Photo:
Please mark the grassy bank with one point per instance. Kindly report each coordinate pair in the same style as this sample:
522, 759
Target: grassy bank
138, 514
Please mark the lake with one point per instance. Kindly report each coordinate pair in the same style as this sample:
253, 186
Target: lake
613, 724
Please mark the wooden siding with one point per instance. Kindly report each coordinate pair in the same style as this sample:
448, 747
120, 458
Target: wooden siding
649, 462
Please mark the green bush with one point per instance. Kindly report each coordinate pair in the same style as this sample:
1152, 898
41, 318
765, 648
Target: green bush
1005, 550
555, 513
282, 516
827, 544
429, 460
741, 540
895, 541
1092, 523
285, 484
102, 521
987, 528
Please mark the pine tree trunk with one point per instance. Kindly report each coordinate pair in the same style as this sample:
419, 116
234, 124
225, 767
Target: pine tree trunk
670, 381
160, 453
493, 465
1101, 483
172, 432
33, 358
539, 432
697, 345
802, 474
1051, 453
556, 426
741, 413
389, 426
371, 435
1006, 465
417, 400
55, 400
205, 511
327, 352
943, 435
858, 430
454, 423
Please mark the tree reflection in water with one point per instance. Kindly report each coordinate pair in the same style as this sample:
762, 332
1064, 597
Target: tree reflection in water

________________

Short task: Extract, exactly as they appear, the lines from the one containing "Please mark the pine" through the final line.

The reply:
Please mark the pine tree trunk with one point per instance. Kindly report each coordinate pair in the same style as this sample:
419, 116
234, 124
225, 767
Target: pine tree trunk
670, 381
160, 453
493, 465
1101, 483
172, 432
33, 358
539, 432
697, 345
802, 474
1051, 453
556, 426
741, 413
389, 426
371, 435
1006, 465
417, 400
55, 400
205, 511
327, 352
943, 435
858, 430
454, 423
Please mark the tree reflection in water with one point per instance. Kindly report each coordinate pair in the same style as this sample:
762, 332
1064, 597
Target: tree reflection in water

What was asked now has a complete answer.